### Exercise directions:
Collect every line of the records that contains the word "latex", and copy each one. Matches must have the same case.

(Items from a dataset)
++++++

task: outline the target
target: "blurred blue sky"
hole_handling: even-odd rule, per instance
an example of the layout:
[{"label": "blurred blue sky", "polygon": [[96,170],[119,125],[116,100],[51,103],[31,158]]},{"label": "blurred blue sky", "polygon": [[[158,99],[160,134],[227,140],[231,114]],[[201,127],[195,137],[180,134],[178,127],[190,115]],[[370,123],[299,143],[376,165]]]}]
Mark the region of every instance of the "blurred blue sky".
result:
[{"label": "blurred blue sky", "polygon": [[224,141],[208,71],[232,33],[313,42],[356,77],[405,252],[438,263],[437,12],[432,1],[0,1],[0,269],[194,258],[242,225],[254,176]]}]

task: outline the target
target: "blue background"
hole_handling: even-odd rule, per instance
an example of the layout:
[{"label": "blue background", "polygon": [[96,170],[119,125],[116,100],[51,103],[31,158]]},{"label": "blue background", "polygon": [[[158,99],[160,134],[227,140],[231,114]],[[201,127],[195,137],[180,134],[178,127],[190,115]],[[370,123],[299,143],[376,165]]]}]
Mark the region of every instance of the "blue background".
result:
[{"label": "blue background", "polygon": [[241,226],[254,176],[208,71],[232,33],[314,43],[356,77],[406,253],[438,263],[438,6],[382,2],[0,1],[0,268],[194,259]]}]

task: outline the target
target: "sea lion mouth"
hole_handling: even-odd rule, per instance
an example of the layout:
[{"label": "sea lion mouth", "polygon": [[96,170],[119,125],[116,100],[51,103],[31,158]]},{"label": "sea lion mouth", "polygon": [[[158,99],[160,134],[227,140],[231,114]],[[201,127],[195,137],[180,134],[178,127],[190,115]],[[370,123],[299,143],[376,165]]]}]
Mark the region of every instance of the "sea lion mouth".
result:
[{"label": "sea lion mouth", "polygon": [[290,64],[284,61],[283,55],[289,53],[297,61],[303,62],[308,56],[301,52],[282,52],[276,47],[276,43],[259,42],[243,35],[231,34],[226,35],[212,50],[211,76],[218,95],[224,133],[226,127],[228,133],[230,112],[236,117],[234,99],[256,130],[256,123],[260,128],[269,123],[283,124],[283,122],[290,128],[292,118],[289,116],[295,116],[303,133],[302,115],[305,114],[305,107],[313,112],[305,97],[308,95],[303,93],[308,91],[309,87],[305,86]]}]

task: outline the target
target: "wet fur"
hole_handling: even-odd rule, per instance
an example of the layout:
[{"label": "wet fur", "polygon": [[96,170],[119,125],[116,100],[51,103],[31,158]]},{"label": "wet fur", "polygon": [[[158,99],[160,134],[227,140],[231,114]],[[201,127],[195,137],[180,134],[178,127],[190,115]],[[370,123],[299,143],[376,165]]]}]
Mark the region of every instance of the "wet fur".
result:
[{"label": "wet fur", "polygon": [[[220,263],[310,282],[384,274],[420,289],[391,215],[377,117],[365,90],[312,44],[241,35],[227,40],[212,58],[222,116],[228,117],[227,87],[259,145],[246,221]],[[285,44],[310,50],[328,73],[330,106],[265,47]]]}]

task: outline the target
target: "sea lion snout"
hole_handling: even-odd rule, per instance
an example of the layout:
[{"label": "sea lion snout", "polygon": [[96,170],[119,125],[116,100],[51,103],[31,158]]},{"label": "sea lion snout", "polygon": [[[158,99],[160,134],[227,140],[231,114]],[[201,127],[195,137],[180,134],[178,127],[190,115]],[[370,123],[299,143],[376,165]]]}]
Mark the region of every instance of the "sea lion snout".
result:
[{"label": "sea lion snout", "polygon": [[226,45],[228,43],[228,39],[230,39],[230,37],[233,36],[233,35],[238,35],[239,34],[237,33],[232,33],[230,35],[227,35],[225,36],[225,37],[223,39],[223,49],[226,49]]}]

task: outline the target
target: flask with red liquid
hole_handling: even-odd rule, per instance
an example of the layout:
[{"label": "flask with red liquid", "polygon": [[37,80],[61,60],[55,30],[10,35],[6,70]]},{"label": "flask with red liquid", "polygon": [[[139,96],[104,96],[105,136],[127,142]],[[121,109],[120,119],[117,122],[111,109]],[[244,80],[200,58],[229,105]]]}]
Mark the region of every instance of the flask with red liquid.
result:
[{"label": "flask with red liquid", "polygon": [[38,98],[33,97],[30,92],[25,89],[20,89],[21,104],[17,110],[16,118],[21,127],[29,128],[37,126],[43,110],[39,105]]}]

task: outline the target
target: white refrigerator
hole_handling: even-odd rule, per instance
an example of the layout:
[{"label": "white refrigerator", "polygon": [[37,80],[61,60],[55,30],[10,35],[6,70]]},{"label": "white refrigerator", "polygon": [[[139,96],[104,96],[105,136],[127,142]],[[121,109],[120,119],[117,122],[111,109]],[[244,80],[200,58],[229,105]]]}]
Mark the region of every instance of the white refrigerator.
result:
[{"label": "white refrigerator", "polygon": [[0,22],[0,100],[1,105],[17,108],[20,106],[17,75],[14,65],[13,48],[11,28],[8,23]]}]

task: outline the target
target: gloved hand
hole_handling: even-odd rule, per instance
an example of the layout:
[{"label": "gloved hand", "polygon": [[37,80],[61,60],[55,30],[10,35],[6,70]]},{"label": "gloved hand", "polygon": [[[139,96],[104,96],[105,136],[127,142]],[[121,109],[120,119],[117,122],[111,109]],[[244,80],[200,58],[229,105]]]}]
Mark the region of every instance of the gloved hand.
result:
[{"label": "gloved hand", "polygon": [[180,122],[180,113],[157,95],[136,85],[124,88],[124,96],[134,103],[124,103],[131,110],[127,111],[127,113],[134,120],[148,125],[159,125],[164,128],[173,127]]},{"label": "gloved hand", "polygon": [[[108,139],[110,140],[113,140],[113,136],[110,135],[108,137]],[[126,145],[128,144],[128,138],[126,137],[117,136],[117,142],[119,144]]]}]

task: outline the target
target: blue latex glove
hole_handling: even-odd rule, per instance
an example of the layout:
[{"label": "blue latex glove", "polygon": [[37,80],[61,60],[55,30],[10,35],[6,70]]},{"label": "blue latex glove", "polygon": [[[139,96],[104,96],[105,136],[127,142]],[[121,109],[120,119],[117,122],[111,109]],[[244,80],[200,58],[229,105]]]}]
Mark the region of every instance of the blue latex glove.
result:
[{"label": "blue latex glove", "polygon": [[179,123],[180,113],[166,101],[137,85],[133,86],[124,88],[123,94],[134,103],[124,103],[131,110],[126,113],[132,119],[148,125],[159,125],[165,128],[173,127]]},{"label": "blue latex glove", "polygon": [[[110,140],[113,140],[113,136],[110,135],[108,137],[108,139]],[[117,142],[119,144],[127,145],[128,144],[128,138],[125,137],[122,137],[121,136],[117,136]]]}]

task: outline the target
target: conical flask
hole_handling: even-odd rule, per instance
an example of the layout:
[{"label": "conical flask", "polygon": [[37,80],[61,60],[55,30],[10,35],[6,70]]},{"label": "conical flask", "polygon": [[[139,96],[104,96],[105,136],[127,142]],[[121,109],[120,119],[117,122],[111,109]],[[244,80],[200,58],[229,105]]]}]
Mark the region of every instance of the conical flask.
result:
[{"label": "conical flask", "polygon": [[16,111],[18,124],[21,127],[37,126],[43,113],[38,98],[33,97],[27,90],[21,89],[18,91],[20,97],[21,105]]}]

++++++

### Response for this exercise:
target: blue latex glove
[{"label": "blue latex glove", "polygon": [[37,80],[61,60],[55,30],[10,35],[6,70]]},{"label": "blue latex glove", "polygon": [[[139,96],[104,96],[105,136],[127,142]],[[121,109],[120,119],[117,122],[111,109]],[[244,80],[200,58],[229,105]]]}]
Mark the region of every instance of the blue latex glove.
[{"label": "blue latex glove", "polygon": [[179,123],[180,113],[166,101],[137,85],[133,86],[124,88],[123,94],[134,103],[124,103],[131,110],[126,113],[132,119],[148,125],[159,125],[165,128],[173,127]]},{"label": "blue latex glove", "polygon": [[[110,140],[113,140],[113,136],[110,135],[108,137],[108,139]],[[117,142],[119,144],[127,145],[128,144],[128,138],[125,137],[122,137],[121,136],[117,136]]]}]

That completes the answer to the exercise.